- **Exercise brief**: Please write the data out once more, exactly as it is given.

----

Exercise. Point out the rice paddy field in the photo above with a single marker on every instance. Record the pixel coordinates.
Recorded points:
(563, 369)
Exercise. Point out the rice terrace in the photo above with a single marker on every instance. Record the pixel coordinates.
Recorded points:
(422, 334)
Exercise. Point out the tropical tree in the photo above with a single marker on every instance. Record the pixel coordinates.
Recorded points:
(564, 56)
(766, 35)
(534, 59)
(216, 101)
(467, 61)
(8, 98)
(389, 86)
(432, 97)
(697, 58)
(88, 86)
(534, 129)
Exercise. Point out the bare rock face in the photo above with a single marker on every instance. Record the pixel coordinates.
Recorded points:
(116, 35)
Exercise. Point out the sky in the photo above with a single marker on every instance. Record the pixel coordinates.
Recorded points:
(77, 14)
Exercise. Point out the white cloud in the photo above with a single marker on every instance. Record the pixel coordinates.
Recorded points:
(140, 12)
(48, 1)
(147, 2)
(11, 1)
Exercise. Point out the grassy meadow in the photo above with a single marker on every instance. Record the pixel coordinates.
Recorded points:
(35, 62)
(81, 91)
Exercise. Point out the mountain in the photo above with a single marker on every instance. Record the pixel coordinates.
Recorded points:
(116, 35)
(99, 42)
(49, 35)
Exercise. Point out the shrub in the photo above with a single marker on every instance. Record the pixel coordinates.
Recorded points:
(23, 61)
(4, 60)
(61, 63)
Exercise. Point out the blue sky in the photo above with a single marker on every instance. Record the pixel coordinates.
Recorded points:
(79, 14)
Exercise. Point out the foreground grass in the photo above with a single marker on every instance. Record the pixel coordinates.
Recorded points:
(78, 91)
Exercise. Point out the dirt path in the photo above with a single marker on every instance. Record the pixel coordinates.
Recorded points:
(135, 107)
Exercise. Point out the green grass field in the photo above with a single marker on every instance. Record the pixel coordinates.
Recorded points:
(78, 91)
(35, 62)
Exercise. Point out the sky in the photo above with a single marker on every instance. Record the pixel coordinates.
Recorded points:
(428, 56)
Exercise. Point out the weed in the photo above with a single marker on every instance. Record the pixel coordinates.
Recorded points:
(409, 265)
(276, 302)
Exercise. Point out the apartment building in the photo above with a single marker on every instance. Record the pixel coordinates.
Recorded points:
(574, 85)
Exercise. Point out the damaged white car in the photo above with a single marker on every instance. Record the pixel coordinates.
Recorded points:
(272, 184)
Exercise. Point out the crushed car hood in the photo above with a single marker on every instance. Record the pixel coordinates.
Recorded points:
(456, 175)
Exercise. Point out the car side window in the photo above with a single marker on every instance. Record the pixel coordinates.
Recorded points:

----

- **Solution for this problem**:
Exercise. Point out the rice paddy field in the photo above with a single marker on every instance. Record the pixel coordinates.
Recorded points:
(563, 369)
Exercise. Point out the rice terrace in the photo above with a single marker on every instance. Record the pixel coordinates.
Recorded points:
(422, 334)
Exercise. Point out the tropical tree in the photo above with a single marker on every instance. Record the pixel coordinates.
Recorded points:
(564, 56)
(766, 35)
(534, 59)
(216, 101)
(467, 61)
(8, 98)
(389, 86)
(432, 97)
(697, 58)
(88, 86)
(534, 129)
Exercise. Point out the bare rock face in the photo above with a single marker on every instance. Record the pixel coordinates.
Recorded points:
(116, 35)
Exercise. Point out the sky in the photo above with a single marker on every instance. Record the pixel coordinates.
Recorded points:
(77, 14)
Exercise. Point out the white cloud in the photo above with a single marker on every instance. Record the pixel coordinates.
Recorded points:
(140, 12)
(48, 1)
(147, 2)
(11, 1)
Exercise. Point out the grassy meadow in the photo above with a single marker on every instance. Record the pixel coordinates.
Recorded points:
(35, 62)
(81, 91)
Exercise. Point out the mountain in the photo above with a single marker on every instance. Record the pixel coordinates.
Recorded points:
(116, 35)
(99, 42)
(49, 35)
Exercise. Point out the shrub in the photo above with a single marker on every instance. Record the pixel coordinates.
Recorded points:
(23, 61)
(4, 60)
(61, 63)
Exercise. Point out the blue sky in the photo above with a single marker on every instance. Record the pixel coordinates.
Recorded points:
(79, 14)
Exercise. Point out the foreground grass in the photo above with a single marker on every instance. Record the pixel coordinates.
Recorded points:
(78, 91)
Exercise. Point out the dirt path in the photo above with a single marker on every instance. Record the pixel coordinates.
Recorded points:
(135, 107)
Exercise. Point out the green grass field in the photo above with a single marker on every instance. Record the pixel coordinates.
Recorded points:
(78, 91)
(35, 62)
Exercise. Point out the sky in the photo above with a single marker on every instance. Record the pixel coordinates.
Recorded points:
(428, 56)
Exercise. Point out the weed in the photo above with a single marker on every instance. Record the pixel coordinates.
Recorded points:
(409, 265)
(276, 302)
Exercise. Point out the apartment building in the photo above with a single marker on every instance. Record the pixel coordinates.
Recorded points:
(574, 85)
Exercise. Point out the damaged white car in the photo above with a single marker on every instance. Record the pixel coordinates.
Recorded points:
(272, 184)
Exercise. Point out the crushed car hood in the photo above with a single marker on every instance. Record the pixel coordinates.
Recorded points:
(456, 175)
Exercise. Point out the car side window in the photo above with a single marker on every instance. Record the pixel coordinates.
Recorded points:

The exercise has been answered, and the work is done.